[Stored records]
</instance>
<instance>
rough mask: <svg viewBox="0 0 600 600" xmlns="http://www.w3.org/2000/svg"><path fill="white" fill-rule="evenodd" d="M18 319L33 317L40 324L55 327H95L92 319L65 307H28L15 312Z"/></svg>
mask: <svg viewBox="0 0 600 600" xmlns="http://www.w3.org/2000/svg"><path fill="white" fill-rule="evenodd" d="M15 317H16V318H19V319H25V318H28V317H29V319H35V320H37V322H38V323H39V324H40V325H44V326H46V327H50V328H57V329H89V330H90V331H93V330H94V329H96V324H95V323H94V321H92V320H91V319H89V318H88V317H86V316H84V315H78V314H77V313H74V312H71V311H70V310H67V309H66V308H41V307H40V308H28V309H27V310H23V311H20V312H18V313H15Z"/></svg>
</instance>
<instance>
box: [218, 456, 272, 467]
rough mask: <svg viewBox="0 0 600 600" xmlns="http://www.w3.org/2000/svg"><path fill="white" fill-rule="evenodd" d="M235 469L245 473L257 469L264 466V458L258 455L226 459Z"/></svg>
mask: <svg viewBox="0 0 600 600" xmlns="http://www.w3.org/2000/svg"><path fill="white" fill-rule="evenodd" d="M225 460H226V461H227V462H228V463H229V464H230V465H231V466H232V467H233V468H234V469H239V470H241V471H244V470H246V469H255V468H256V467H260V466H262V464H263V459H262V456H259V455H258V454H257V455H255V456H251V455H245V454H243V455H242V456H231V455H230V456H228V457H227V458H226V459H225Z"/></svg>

# Exercise prompt
Repeat the whole of the data above exactly, keeping every word.

# Exercise solution
</instance>
<instance>
rough mask: <svg viewBox="0 0 600 600" xmlns="http://www.w3.org/2000/svg"><path fill="white" fill-rule="evenodd" d="M18 319L33 317L40 324L55 327H95L92 319L65 307H28L15 312Z"/></svg>
mask: <svg viewBox="0 0 600 600" xmlns="http://www.w3.org/2000/svg"><path fill="white" fill-rule="evenodd" d="M15 317H16V318H19V319H25V318H28V317H29V319H35V320H37V322H38V323H39V324H40V325H44V326H46V327H50V328H57V329H89V330H90V331H93V330H94V329H96V324H95V323H94V321H92V320H91V319H89V318H88V317H86V316H84V315H78V314H77V313H74V312H71V311H70V310H67V309H66V308H41V307H40V308H28V309H27V310H23V311H20V312H18V313H15Z"/></svg>
</instance>
<instance>
box: [218, 456, 272, 467]
rough mask: <svg viewBox="0 0 600 600" xmlns="http://www.w3.org/2000/svg"><path fill="white" fill-rule="evenodd" d="M235 469L245 473L257 469L264 466V458L258 455L226 459Z"/></svg>
mask: <svg viewBox="0 0 600 600" xmlns="http://www.w3.org/2000/svg"><path fill="white" fill-rule="evenodd" d="M225 460H226V461H227V462H228V463H229V464H230V465H231V466H232V467H233V468H234V469H239V470H241V471H244V470H246V469H255V468H256V467H260V466H262V464H263V459H262V456H259V455H258V454H257V455H255V456H251V455H245V454H243V455H242V456H231V455H230V456H228V457H227V458H226V459H225Z"/></svg>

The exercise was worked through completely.